▶ **The task**:
Images are not wanted; transcribe the rest of the listing exactly.
*** The input
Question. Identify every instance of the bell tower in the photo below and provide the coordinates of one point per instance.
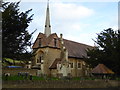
(47, 31)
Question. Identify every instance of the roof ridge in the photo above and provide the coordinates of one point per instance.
(78, 42)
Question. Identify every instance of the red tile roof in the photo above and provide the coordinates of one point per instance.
(102, 69)
(75, 49)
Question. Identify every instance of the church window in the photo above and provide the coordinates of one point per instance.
(55, 42)
(79, 65)
(39, 42)
(39, 60)
(71, 65)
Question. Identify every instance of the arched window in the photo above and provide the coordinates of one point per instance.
(55, 42)
(39, 42)
(40, 59)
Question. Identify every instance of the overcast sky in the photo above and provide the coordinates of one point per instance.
(77, 21)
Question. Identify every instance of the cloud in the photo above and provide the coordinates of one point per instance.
(68, 11)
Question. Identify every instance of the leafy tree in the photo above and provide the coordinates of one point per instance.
(107, 50)
(15, 36)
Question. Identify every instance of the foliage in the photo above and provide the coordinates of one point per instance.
(8, 62)
(107, 50)
(15, 36)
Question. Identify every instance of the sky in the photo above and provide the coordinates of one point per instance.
(77, 20)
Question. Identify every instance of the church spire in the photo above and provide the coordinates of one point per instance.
(47, 31)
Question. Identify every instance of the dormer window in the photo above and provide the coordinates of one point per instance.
(55, 42)
(39, 42)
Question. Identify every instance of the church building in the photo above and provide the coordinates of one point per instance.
(56, 56)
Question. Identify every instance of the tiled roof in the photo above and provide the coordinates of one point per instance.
(102, 69)
(75, 49)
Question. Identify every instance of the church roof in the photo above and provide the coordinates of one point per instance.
(102, 69)
(75, 49)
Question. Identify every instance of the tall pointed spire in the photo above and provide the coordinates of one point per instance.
(47, 31)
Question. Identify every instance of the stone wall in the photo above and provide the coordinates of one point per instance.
(110, 85)
(15, 71)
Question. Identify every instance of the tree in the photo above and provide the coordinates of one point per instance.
(15, 36)
(107, 50)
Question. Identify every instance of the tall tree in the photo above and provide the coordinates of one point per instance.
(15, 36)
(107, 50)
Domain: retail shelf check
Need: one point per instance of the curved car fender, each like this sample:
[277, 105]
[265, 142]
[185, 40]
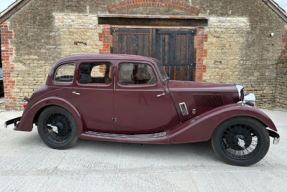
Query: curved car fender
[201, 128]
[26, 123]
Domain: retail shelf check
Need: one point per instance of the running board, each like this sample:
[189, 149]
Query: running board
[156, 138]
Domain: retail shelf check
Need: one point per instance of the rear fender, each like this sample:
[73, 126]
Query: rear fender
[201, 127]
[26, 123]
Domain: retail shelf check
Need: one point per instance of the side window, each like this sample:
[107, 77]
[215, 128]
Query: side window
[65, 73]
[134, 74]
[95, 73]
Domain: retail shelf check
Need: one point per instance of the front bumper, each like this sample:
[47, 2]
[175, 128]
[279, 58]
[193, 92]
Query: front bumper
[12, 121]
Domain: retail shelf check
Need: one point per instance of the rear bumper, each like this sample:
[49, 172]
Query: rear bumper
[14, 121]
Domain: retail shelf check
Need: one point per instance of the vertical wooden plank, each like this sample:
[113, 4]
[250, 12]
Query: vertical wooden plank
[141, 44]
[135, 45]
[154, 42]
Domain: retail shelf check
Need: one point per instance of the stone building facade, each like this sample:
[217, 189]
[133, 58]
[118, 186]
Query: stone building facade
[233, 40]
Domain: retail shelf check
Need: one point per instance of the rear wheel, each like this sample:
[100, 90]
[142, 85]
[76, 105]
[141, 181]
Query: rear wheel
[57, 128]
[241, 141]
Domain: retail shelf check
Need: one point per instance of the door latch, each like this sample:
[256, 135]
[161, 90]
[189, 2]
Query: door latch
[161, 95]
[74, 92]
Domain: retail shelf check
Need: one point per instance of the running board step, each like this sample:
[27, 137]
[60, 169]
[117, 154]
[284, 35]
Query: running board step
[126, 136]
[156, 138]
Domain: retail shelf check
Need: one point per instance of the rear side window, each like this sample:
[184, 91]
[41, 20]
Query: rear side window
[65, 73]
[95, 73]
[136, 74]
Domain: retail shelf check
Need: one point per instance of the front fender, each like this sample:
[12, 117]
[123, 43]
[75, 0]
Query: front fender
[26, 123]
[201, 127]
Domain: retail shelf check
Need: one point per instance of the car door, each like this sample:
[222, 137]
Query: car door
[141, 104]
[94, 95]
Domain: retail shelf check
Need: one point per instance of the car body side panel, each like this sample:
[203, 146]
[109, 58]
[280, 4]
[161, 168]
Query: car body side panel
[26, 123]
[201, 127]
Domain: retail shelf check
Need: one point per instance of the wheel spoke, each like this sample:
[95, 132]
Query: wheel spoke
[240, 133]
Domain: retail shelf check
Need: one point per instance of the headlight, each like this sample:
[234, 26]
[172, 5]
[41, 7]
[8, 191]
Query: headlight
[240, 90]
[250, 99]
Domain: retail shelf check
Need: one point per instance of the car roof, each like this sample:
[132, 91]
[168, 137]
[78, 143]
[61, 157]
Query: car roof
[105, 56]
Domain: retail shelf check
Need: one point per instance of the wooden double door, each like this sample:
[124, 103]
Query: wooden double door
[173, 47]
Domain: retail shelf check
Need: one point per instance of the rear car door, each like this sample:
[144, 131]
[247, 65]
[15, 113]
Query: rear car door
[141, 104]
[94, 94]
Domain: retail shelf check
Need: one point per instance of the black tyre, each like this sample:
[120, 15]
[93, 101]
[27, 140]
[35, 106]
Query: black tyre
[241, 141]
[57, 128]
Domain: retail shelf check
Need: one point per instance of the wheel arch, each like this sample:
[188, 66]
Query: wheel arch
[201, 128]
[32, 115]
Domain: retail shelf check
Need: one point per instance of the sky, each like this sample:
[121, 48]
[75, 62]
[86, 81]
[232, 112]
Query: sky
[5, 3]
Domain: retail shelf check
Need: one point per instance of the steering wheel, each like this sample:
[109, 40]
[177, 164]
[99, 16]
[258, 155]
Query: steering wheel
[151, 79]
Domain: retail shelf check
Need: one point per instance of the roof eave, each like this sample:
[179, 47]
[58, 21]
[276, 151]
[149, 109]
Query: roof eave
[12, 9]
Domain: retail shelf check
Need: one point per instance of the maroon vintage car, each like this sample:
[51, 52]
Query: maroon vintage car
[127, 98]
******
▶ **Answer to this problem**:
Question. Identify every instance of the bell tower in the photo below and provide the coordinates of one point per instance.
(47, 31)
Question. Identify every instance of the roof ridge in the photo above and provide the coordinates of one point per instance.
(78, 42)
Question. Identify every instance of the red tile roof in the photo above and provide the coordinates of one point per instance.
(102, 69)
(75, 49)
Question. Identify every instance of the church window in the photo above and provide the coordinates of one point per instance.
(55, 42)
(79, 65)
(39, 42)
(39, 60)
(71, 65)
Question. Identify every instance of the arched window in the photo above and provide the coordinates of one point per instance.
(55, 42)
(39, 42)
(40, 59)
Question. Identify every instance of the overcast sky in the photo above and provide the coordinates of one point per instance.
(77, 21)
Question. Identify every instance of the cloud in the photo above and provide the coordinates of one point per instance.
(68, 11)
Question. Identify every instance of the leafy tree in the photo above and provide the coordinates of one point per instance.
(107, 50)
(15, 36)
Question. Identify every instance of the foliage in the photo above and provide the coordinates of one point per instance.
(8, 62)
(107, 50)
(15, 36)
Question. Identify every instance of the sky in the photo above and provide the coordinates of one point per instance.
(77, 20)
Question. Identify every instance of the church spire in the photo above and provide the coordinates of one point per instance.
(47, 31)
Question. Identify every instance of the dormer window in the photo above and provide the coordinates of one point per instance.
(55, 42)
(39, 42)
Question. Identify every instance of the church building in the photo above and provide the coordinates of one point per instance.
(56, 56)
Question. Identify every instance of the tiled roof in the photo above and provide the coordinates of one point per instance.
(102, 69)
(75, 49)
Question. Identify every instance of the church roof in the photo above and provide the coordinates of one point per instance.
(102, 69)
(75, 49)
Question. Identify every instance of the tall pointed spire in the photo above and provide the coordinates of one point per instance.
(47, 31)
Question. Identify every instance of the stone wall in the photo above and provide the coordinates of one point per instance.
(110, 85)
(15, 71)
Question. Identify every instance of the tree in the photo above and provide the coordinates of one point per instance.
(15, 36)
(107, 50)
Question. Identify every instance of the tall tree in the photo above and provide the coordinates of one point per instance.
(15, 36)
(107, 50)
Domain: retail shelf check
Need: one point per instance of the curved car fender, each like this sample:
[277, 105]
[265, 142]
[185, 40]
Query: curved car fender
[201, 128]
[26, 123]
Domain: retail shelf check
Need: one point per instance of the running board, each like this sample:
[189, 149]
Query: running board
[156, 138]
Domain: retail shelf check
Need: one point per instance of the rear fender, each like this sample:
[73, 126]
Query: rear fender
[201, 127]
[26, 123]
Domain: retail shelf check
Need: one point per instance of the side window, each like this sample:
[107, 77]
[215, 128]
Query: side window
[65, 73]
[134, 74]
[95, 73]
Domain: retail shelf check
Need: one point per instance of the front bumper, each like this sample:
[47, 2]
[175, 128]
[279, 58]
[193, 92]
Query: front bumper
[12, 121]
Domain: retail shelf check
Need: one point per instance of the rear bumper, each like this sample:
[49, 172]
Query: rear bumper
[14, 121]
Domain: retail shelf check
Need: one point per instance of the vertical wooden plank, each like this sample:
[113, 4]
[250, 12]
Query: vertical wooden plank
[141, 44]
[135, 45]
[154, 42]
Domain: retail shelf check
Need: one point per instance of the stone building facade, each like this sample:
[217, 189]
[133, 58]
[118, 186]
Query: stone building facade
[233, 40]
Domain: retail shelf check
Need: one point per instance of the rear wheel, each like this sample:
[100, 90]
[142, 85]
[76, 105]
[141, 181]
Query: rear wheel
[57, 128]
[241, 141]
Domain: retail shelf check
Need: one point per instance of the door latch, each like this sample:
[256, 135]
[161, 90]
[189, 2]
Query: door latch
[161, 95]
[74, 92]
Domain: retail shelf check
Need: one point per instance of the running board step, each like this sample:
[27, 137]
[60, 169]
[117, 154]
[284, 35]
Query: running board step
[126, 136]
[156, 138]
Domain: retail shelf check
Need: one point per instance of the rear side window, each like this sample:
[184, 91]
[41, 20]
Query: rear side window
[65, 73]
[95, 73]
[136, 74]
Domain: retail shelf check
Need: one point per instance of the front fender, each like this sample:
[12, 117]
[123, 43]
[75, 0]
Query: front fender
[26, 123]
[201, 127]
Domain: retail shelf check
Need: one point per instance of the car door, each like this sample:
[222, 137]
Query: car door
[141, 104]
[94, 95]
Domain: retail shelf check
Need: one point per instance of the car body side panel, each like this sample:
[203, 146]
[109, 58]
[280, 4]
[161, 168]
Query: car body side panel
[26, 123]
[201, 127]
Domain: retail shelf check
Need: one point per instance of the wheel spoke, each like this sample:
[95, 132]
Query: wheel spoke
[240, 133]
Domain: retail shelf check
Need: one point per instance of the headlight, each like this sample:
[234, 26]
[172, 5]
[41, 7]
[8, 191]
Query: headlight
[240, 90]
[250, 99]
Domain: retail shelf check
Need: one point per instance of the car roof, each like this sample:
[132, 91]
[168, 137]
[78, 143]
[61, 157]
Query: car roof
[105, 56]
Domain: retail shelf check
Need: one point per instance of the wooden double door, each like this sample:
[124, 103]
Query: wooden double door
[173, 47]
Domain: retail shelf check
Need: one point per instance of the rear car door, each like this sample:
[144, 131]
[247, 65]
[15, 113]
Query: rear car door
[141, 104]
[94, 94]
Domain: retail shelf check
Need: one point per instance of the black tyre, each like this sample:
[120, 15]
[93, 101]
[27, 140]
[35, 106]
Query: black tyre
[241, 141]
[57, 128]
Domain: retail shelf check
Need: one point per instance of the wheel arch, each like this sample:
[188, 66]
Query: wheel arch
[201, 128]
[32, 115]
Domain: retail shelf check
Need: one point per instance of the sky, each like this sample:
[121, 48]
[75, 62]
[86, 81]
[232, 112]
Query: sky
[5, 3]
Domain: retail shelf check
Need: one point per instance of the steering wheel, each like this sample:
[109, 40]
[177, 164]
[99, 16]
[258, 155]
Query: steering wheel
[151, 79]
Domain: retail shelf check
Need: one point per instance of the roof eave, each like this sample:
[179, 47]
[58, 21]
[276, 151]
[149, 109]
Query: roof eave
[12, 9]
Domain: retail shelf check
Need: one point per instance of the maroon vintage car, each like this sample:
[51, 52]
Query: maroon vintage car
[127, 98]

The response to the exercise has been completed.